• Estratto della fonte
•••

Negli ultimi quindici anni la sanità pubblica nelle Marche è stata smantellata,
seguendo una precisa traiettoria: tagli, declassamento e, infine, cessione al
privato. Dal 2012, complici la legge Balduzzi e il decreto Lorenzin, il sistema
sanitario nazionale è stato strangolato da vincoli di bilancio che hanno imposto
drastiche riduzioni di personale, posti letto e servizi. Nelle Marche, la giunta
Ceriscioli del Partito Democratico ha accelerato questa deriva, chiudendo in
soli tre anni e mezzo ben 13 ospedali di rete, come quelli di Recanati,
Tolentino, Matelica, Cingoli, Treia e Loreto, trasformati in “case della salute”
svuotate di funzione, preludio alla svendita ai privati. Emblematico è il caso
dell’ospedale Lanciarini di Sassocorvaro: una volta declassato, è stato poi
riqualificato e affidato alla gestione privata della KOS Care (gruppo CIR di De
Benedetti), con il ripristino proprio di quei servizi cancellati quando la
struttura era pubblica8. Il paradosso è lampante: ciò che non era considerato
sicuro per i cittadini sotto gestione pubblica, improvvisamente diventa
accettabile se gestito dal privato. Nel frattempo, la Regione si è impegnata per
5,5 miliardi di euro in 30 anni per costruire sei nuovi ospedali unici
provinciali tramite project financing, ancora una volta sotto la regia di grandi
gruppi privati. La logica è chiara: si demolisce il pubblico per creare spazi di
mercato garantiti ai privati, ipotecando per sempre il diritto alla salute.

•••

• Materiale fornito
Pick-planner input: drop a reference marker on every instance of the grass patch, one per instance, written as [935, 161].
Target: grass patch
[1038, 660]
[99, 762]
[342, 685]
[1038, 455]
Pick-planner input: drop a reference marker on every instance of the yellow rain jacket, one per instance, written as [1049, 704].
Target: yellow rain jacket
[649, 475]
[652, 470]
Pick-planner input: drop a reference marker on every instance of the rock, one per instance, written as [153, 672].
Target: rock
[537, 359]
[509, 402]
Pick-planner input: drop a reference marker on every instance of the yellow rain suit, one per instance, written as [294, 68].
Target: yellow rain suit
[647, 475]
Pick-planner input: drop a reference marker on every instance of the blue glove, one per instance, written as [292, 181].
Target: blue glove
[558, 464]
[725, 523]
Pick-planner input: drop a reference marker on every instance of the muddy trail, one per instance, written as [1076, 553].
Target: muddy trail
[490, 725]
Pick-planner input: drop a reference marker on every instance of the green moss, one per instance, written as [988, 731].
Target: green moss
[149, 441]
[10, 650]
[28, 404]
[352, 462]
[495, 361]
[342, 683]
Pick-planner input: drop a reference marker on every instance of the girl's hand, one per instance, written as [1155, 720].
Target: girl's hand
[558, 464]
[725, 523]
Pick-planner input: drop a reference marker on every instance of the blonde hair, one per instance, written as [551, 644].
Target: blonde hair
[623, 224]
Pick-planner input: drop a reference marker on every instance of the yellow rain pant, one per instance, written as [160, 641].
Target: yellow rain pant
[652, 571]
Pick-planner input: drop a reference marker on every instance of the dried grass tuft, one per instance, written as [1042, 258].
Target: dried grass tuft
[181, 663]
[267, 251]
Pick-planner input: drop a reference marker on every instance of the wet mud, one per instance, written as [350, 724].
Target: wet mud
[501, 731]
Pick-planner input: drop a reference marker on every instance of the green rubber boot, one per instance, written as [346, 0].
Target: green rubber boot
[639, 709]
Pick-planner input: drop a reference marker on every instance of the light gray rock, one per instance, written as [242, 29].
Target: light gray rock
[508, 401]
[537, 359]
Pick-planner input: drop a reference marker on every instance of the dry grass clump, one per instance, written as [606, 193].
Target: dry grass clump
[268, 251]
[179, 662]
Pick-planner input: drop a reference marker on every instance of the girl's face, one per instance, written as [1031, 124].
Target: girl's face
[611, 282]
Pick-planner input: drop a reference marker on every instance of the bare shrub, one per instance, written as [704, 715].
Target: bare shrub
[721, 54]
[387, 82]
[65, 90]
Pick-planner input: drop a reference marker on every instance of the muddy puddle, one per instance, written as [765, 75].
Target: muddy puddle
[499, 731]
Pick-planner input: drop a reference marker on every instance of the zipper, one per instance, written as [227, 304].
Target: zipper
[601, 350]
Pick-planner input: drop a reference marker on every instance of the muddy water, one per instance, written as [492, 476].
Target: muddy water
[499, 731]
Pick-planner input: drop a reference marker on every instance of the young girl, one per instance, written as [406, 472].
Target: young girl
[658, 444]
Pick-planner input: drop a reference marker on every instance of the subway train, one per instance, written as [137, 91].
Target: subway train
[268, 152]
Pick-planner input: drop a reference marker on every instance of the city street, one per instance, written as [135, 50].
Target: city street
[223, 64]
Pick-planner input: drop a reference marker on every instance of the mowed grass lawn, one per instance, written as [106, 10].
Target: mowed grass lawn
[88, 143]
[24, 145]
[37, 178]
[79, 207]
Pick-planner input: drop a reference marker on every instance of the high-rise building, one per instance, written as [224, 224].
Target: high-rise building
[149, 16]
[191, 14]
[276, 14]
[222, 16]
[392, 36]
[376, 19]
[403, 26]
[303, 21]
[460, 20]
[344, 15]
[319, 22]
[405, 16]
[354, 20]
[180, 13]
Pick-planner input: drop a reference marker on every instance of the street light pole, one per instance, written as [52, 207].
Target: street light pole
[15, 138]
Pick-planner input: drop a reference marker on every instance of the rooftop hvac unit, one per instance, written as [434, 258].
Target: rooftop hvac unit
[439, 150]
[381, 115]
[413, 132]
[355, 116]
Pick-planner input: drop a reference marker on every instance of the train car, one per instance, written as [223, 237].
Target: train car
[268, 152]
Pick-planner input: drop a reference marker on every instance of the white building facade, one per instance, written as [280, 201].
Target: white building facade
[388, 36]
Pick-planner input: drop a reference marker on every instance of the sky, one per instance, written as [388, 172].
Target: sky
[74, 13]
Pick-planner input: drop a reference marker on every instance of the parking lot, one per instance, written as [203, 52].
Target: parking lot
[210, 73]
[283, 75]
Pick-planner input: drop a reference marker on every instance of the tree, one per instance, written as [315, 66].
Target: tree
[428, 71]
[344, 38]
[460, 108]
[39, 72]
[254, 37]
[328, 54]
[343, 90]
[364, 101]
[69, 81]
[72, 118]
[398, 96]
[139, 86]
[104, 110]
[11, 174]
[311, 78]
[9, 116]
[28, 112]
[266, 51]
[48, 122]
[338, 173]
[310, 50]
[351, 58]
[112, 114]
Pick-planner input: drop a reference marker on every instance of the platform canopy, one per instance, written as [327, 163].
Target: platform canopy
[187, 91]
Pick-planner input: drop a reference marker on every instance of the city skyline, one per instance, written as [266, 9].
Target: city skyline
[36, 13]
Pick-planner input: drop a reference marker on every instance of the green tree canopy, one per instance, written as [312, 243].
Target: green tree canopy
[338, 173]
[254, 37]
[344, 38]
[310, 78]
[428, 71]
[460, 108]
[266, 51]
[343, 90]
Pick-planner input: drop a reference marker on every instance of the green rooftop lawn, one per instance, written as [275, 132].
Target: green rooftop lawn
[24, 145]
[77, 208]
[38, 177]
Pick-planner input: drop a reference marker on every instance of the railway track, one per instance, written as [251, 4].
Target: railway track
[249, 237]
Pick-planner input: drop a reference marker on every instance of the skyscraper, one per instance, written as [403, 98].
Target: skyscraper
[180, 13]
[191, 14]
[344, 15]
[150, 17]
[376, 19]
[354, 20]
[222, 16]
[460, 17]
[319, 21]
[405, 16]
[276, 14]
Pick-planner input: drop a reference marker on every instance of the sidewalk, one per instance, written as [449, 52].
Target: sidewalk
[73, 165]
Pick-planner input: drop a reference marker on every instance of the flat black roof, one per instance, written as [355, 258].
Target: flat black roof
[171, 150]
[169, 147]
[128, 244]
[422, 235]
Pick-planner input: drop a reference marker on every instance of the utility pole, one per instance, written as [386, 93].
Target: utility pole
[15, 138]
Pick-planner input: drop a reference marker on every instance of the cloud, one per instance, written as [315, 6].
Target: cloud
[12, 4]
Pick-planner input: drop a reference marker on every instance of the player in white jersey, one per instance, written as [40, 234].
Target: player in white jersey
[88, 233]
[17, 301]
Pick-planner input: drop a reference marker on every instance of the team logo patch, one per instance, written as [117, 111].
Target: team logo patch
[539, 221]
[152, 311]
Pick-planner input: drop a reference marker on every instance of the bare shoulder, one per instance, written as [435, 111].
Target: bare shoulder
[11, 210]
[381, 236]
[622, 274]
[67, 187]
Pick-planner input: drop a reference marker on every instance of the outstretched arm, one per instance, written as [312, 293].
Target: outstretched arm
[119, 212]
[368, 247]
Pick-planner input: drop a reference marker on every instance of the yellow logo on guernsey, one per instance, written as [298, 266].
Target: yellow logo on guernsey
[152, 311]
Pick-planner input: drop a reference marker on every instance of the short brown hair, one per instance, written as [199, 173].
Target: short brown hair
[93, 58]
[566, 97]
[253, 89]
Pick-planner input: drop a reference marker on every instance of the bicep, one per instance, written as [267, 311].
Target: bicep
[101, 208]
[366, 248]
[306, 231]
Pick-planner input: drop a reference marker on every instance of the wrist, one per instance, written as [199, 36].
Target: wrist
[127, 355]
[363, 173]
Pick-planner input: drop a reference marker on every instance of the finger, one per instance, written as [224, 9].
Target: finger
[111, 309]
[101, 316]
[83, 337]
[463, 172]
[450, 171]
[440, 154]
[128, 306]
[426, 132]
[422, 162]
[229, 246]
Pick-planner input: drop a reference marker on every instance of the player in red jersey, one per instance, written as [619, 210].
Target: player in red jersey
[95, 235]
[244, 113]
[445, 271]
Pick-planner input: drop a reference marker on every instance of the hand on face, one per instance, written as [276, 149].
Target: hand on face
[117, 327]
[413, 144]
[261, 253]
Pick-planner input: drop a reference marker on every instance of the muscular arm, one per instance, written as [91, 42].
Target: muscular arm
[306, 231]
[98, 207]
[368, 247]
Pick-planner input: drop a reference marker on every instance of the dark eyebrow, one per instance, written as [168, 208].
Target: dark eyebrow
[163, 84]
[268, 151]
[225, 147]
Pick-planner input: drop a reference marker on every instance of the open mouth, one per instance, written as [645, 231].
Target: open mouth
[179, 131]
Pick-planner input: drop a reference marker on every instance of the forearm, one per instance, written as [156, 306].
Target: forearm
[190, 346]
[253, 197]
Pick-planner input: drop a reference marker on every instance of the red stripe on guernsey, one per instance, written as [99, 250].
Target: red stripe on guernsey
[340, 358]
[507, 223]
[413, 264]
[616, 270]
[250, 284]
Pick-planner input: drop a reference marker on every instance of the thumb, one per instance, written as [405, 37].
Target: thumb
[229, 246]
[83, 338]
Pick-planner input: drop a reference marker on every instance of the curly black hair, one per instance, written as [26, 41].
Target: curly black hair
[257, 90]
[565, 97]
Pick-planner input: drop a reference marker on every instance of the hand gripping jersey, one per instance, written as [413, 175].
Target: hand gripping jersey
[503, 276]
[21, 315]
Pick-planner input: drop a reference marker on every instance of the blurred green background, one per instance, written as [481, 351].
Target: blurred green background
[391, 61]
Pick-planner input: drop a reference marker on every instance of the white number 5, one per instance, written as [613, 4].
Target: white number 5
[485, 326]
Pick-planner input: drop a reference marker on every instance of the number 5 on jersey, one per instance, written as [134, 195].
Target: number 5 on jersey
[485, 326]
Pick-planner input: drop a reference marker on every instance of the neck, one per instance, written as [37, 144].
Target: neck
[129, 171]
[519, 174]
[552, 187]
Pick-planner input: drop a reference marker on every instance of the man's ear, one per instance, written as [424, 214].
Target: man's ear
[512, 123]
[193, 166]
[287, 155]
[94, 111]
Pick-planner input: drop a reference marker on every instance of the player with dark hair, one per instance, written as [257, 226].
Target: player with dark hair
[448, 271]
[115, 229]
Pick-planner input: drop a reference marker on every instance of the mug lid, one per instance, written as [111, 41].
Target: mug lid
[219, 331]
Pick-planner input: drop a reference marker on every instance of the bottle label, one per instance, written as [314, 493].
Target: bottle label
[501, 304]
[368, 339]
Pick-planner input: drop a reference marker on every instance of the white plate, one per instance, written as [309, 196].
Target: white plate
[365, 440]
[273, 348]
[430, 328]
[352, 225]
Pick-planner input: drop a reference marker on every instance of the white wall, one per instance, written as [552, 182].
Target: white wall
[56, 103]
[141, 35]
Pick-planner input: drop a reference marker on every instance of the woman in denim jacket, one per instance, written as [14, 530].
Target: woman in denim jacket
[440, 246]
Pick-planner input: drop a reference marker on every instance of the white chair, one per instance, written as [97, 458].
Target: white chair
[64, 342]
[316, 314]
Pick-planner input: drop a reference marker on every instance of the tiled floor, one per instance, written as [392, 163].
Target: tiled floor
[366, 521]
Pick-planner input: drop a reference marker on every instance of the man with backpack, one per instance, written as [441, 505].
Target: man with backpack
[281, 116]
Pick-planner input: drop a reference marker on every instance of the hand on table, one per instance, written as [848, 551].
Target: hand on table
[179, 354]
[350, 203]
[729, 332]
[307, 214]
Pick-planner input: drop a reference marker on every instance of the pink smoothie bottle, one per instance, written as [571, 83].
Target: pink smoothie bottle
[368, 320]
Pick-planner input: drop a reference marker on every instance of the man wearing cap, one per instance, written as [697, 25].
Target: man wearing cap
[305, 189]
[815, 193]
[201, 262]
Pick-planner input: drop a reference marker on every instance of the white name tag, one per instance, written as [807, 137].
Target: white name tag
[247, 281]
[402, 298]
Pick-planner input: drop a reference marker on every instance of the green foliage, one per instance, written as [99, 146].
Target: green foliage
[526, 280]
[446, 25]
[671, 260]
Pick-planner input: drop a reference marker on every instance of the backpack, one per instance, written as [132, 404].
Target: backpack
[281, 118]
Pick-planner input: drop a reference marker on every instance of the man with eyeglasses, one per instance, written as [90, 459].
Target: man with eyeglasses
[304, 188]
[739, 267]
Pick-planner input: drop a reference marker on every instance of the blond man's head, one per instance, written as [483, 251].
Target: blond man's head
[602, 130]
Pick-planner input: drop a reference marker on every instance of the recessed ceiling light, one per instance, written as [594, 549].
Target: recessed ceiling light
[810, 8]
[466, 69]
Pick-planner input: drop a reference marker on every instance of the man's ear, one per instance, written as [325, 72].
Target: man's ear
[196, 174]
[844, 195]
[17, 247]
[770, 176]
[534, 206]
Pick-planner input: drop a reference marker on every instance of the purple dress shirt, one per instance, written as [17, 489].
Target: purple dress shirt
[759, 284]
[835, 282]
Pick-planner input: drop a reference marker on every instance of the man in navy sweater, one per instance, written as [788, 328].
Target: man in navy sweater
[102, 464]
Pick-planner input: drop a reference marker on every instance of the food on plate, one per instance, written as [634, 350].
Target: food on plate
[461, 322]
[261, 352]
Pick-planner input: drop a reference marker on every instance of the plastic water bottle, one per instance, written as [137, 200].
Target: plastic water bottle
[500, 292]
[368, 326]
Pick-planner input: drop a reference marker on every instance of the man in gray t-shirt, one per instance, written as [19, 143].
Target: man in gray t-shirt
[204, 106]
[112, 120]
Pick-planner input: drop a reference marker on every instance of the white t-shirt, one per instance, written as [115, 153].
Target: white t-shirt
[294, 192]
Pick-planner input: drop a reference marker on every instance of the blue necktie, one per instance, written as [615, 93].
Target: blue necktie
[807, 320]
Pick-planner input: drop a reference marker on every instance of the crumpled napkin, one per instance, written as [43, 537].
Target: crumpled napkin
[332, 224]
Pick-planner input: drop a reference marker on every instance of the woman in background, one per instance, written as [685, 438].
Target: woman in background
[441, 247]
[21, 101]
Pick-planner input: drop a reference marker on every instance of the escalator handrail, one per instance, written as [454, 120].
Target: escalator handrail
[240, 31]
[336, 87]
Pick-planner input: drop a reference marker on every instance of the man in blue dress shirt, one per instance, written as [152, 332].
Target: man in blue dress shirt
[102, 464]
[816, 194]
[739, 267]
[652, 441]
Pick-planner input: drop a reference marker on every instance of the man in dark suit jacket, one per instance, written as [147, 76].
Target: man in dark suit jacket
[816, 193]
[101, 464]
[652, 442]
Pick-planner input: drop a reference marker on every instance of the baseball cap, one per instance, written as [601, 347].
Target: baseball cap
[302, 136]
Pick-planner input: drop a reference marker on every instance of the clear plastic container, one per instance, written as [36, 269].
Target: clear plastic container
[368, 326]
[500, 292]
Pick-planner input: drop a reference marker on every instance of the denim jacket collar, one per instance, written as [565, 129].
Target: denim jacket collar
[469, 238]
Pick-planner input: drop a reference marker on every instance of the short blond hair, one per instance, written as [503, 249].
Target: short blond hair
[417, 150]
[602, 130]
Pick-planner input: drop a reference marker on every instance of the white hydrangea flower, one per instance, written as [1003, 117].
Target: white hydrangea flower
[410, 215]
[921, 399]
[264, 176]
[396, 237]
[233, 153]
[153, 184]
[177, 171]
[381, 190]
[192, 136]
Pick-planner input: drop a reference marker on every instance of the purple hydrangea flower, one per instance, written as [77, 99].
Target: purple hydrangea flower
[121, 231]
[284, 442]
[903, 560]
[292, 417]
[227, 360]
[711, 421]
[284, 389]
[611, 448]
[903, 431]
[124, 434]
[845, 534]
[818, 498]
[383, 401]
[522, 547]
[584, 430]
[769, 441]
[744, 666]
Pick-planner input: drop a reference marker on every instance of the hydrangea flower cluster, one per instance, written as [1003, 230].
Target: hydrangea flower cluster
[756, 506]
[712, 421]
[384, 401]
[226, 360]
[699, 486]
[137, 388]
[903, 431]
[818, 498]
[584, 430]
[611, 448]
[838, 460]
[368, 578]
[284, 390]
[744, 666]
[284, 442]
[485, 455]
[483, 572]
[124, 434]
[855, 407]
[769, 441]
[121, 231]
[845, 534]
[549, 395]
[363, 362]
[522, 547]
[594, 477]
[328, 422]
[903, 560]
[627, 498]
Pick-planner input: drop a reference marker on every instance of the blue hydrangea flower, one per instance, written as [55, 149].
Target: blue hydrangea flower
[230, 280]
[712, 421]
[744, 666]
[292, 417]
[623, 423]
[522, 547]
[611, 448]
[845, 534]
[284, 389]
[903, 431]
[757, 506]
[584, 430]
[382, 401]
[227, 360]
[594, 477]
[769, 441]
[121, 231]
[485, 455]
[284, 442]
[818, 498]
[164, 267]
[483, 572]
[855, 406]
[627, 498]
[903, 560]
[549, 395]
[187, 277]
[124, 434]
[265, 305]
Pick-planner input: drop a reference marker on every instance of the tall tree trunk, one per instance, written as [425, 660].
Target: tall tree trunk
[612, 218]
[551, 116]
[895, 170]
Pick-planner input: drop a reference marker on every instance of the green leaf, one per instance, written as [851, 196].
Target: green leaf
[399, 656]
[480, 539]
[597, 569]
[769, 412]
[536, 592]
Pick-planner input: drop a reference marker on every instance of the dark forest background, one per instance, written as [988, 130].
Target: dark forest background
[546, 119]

•••

• Cosa fare
Traduci in inglese questa frase del testo sulla sanità pubblica nelle Marche: "Il paradosso è lampante: ciò che non era considerato sicuro per i cittadini sotto gestione pubblica, improvvisamente diventa accettabile se gestito dal privato."

• Soluzione
The paradox is glaring: what was not considered safe for citizens under public management suddenly becomes acceptable if it is run by the private sector.